Dez descobertas sobre
vigilância na América Latina
1. As legislações sobre
a vigilância são de má qualidade porque permitem interpretações arbitrárias
pelas autoridades. É o caso de Brasil, Colômbia, El Salvador, Peru, Guatemala,
Honduras, Chile, Paraguai e Uruguai.
2. As leis favorecem a
proteção de alguns dados e não de outros. Os metadados não estão bem
protegidos.
3. Não existem registros
públicos para analisar os IMSI-catchers ou outras tecnologias de vigilância que
estão em uso na região e não se sabe de que forma se usam as informações
coletadas por eles.
4. Nem sempre é preciso
de ordem judicial imparcial para acessar informações confidenciais.
5. Inexistem
transparência, supervisão pública e direitos de reparação com relação às
informações retidas pelos provedores de comunicação.
6. Não há suficiente
precisão legal nem limites sobre as circunstâncias nas quais se autoriza a
vigilância nas comunicações. Um exemplo disso é Honduras, que não limita o
âmbito das atividades de vigilância.
7. Quando se trata de
investigações criminais, a vigilância é tida como uma prática comum, não como
último recurso, como deveria ser. Entre os 12 países do estudo, o Brasil é o
único que tem uma lei especificando que um juiz não pode autorizar a
interceptação das comunicações quando “a prova puder ser feita por outros meios
disponíveis”.
8. Em nenhum país o
Estado tem a obrigação legal de notificar diretamente as pessoas afetadas pela
vigilância.
9. Os serviços de
comunicação não fazem relatórios públicos sobre a natureza e o âmbito de sua
interação com governos e sua participação em atividades de vigilância. Apenas o
México exige em sua Lei Geral de Transparência e Acesso à Informação Pública a
transparência do governo quando se demandam dados dos provedores.
10. Não existem
mecanismos de supervisão pública para controlar potenciais abusos de poder
quando se trata da vigilância das comunicações.

::::::

_Tarefa A:_ Transcreva, por favor, o trecho do texto sobre vigilância na América Latina que vai de "3. Não existem" a "das atividades de vigilância.".

(Entradas de anotação de regiões)
::::::

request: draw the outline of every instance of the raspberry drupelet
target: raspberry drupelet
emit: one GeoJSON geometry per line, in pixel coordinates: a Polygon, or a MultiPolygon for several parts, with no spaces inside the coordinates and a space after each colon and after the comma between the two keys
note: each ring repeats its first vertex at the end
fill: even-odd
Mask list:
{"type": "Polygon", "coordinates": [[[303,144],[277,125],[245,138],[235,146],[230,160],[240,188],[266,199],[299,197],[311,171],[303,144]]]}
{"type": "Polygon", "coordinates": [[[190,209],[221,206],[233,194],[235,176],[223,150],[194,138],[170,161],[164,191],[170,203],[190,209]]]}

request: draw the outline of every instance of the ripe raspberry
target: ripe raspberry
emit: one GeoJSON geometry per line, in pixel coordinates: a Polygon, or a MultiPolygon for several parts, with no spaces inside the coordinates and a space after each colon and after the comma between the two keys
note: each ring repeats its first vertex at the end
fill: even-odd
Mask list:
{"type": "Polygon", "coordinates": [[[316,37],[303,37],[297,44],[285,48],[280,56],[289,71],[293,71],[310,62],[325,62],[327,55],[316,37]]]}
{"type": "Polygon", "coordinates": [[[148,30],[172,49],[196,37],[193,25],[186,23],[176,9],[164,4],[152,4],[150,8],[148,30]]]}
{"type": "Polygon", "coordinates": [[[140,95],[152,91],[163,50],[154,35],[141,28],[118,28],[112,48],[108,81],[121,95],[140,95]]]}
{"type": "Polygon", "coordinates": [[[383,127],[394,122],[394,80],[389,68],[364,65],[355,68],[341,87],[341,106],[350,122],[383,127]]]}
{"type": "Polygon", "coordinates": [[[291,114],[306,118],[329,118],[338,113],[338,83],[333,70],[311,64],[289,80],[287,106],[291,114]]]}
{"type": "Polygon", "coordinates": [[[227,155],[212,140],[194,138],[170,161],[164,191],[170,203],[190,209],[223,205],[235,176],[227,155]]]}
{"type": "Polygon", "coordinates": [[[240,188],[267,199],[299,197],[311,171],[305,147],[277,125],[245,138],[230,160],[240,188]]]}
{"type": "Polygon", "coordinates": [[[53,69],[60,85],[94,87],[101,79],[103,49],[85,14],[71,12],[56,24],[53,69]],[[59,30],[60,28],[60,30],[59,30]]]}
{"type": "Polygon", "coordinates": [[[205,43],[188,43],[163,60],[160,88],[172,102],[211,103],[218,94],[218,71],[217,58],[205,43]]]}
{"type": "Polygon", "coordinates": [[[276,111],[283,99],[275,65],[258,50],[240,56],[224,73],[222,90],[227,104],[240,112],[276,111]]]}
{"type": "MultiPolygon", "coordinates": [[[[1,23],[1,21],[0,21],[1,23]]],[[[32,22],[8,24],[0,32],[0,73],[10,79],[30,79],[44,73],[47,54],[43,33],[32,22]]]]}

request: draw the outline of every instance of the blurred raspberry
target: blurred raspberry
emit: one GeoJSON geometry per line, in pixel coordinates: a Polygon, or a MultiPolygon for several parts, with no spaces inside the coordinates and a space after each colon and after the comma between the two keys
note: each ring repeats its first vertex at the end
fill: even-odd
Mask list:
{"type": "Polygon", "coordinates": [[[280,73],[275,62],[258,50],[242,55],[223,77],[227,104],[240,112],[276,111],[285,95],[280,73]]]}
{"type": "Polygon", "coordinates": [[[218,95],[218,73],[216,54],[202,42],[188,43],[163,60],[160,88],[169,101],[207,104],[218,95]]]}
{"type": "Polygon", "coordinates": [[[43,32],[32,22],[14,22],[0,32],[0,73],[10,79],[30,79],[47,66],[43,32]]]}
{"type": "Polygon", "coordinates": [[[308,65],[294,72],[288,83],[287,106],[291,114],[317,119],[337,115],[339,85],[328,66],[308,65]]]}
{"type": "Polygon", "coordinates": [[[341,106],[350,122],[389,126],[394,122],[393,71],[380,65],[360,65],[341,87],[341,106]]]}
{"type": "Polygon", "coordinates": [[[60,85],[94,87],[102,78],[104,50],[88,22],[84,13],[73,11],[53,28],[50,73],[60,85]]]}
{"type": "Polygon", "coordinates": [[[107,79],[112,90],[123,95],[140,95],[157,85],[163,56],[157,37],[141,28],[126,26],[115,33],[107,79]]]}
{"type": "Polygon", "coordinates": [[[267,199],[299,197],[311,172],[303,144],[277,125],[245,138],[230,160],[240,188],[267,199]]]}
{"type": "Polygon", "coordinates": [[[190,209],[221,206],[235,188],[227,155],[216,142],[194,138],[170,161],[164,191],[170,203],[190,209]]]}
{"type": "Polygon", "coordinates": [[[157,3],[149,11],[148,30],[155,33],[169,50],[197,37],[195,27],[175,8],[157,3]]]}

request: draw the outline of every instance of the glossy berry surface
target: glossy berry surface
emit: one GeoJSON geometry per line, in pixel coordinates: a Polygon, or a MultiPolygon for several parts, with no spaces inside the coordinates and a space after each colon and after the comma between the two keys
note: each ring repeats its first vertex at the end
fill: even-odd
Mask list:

::::::

_Tarefa B:_ Extraia das entradas acima todas as linhas que contêm a palavra "outline" e copie-as sem alterações.

_Resposta escrita A:_
3. Não existem registros
públicos para analisar os IMSI-catchers ou outras tecnologias de vigilância que
estão em uso na região e não se sabe de que forma se usam as informações
coletadas por eles.
4. Nem sempre é preciso
de ordem judicial imparcial para acessar informações confidenciais.
5. Inexistem
transparência, supervisão pública e direitos de reparação com relação às
informações retidas pelos provedores de comunicação.
6. Não há suficiente
precisão legal nem limites sobre as circunstâncias nas quais se autoriza a
vigilância nas comunicações. Um exemplo disso é Honduras, que não limita o
âmbito das atividades de vigilância.

_Resposta escrita B:_
request: draw the outline of every instance of the raspberry drupelet
request: draw the outline of every instance of the ripe raspberry
request: draw the outline of every instance of the blurred raspberry
request: draw the outline of every instance of the glossy berry surface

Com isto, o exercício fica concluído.